## LIST OF TASKS
a: Please copy the cutting passage between "In Figure 9a, the" and "reduction ratio decreases.", inclusive.
b: In the cutting passage, at what cutting speed is the reduction ratio close to 8.3%?

## SOURCE

★ ★ ★

In Figure 9a, the cutting temperature increase is approximately exponential as the cutting speed increases. When the cutting speed is 400 m/min, the reduction ratio is close to 8.3%. Figure 9b illustrates the relationship between the depth of cut and cutting temperature. As is clearly seen, the reduction ratio keeps stable and the change in depth of cut has no obvious influence. However, as the feed rate increases, the separation effect also weakens, the cutting temperature of SVC increases rapidly, and the reduction ratio decreases.

3.3. Surface Integrity

As is shown in Figure 10, the surface roughness of SVC and CC keeps the same level for any given feed rate condition. On the one hand, due to the cutting force reduction in SVC, the system stiffness and allowable depth of cut are enhanced [35]. For that point, the surface quality of SVC is better than that of CC. However, on the other hand, in CC, the tool just moves along the cutting direction and keeps engaged in the workpiece, and the cutting thickness remains the same all the time. On the contrary, due to the vibration tool trajectory, the surface of SVC will form peaks when the tool gets engaged in the workpiece and dimples when it reaches the maximum cutting thickness. Taking these two factors together, the measured results show in Figure 10a that the highest peak and dimple value (R_z) of SVC is higher than that of CC, whereas in Figure 10b, the average values (R_a) remain almost the same. However, if the feed rate value is restricted within an appropriate range in which there is a relatively large separation effect, the peaks and dimples are removed periodically by the adjacent cutting tool trajectories. Thus, the surface roughness of SVC can be controlled within the precision machining range, namely, R_a < 0.4 μm.

★ ★ ★

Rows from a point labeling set
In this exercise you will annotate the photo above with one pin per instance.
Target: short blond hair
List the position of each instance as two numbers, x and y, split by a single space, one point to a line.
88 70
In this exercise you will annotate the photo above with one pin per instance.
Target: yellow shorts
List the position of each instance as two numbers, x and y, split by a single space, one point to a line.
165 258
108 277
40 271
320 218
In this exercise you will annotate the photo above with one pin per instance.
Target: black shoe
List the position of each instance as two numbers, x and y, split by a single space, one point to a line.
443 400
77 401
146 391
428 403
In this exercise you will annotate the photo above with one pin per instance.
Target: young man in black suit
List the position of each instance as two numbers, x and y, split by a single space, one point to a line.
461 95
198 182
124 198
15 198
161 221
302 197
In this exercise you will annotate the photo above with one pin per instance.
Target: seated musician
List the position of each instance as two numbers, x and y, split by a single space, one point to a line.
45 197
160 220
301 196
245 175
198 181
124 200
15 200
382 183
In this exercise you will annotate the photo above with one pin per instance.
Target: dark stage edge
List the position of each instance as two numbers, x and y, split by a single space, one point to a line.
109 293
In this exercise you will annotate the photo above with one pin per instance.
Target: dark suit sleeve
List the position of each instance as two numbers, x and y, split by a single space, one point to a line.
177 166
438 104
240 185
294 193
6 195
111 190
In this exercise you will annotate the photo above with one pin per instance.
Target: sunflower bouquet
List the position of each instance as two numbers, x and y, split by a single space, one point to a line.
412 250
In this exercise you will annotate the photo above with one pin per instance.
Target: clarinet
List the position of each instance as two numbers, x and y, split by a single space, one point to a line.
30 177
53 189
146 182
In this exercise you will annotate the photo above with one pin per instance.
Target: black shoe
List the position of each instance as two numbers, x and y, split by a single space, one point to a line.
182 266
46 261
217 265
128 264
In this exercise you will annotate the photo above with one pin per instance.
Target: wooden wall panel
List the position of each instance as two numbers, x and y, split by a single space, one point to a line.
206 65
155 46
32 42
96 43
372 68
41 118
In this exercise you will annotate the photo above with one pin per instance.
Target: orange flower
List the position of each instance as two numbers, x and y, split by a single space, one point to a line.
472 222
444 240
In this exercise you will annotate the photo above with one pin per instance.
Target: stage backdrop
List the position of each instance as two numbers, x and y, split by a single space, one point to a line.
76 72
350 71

★ ★ ★

## SOLVED PROBLEMS
a:
In Figure 9a, the cutting temperature increase is approximately exponential as the cutting speed increases. When the cutting speed is 400 m/min, the reduction ratio is close to 8.3%. Figure 9b illustrates the relationship between the depth of cut and cutting temperature. As is clearly seen, the reduction ratio keeps stable and the change in depth of cut has no obvious influence. However, as the feed rate increases, the separation effect also weakens, the cutting temperature of SVC increases rapidly, and the reduction ratio decreases.

b: 400 m/min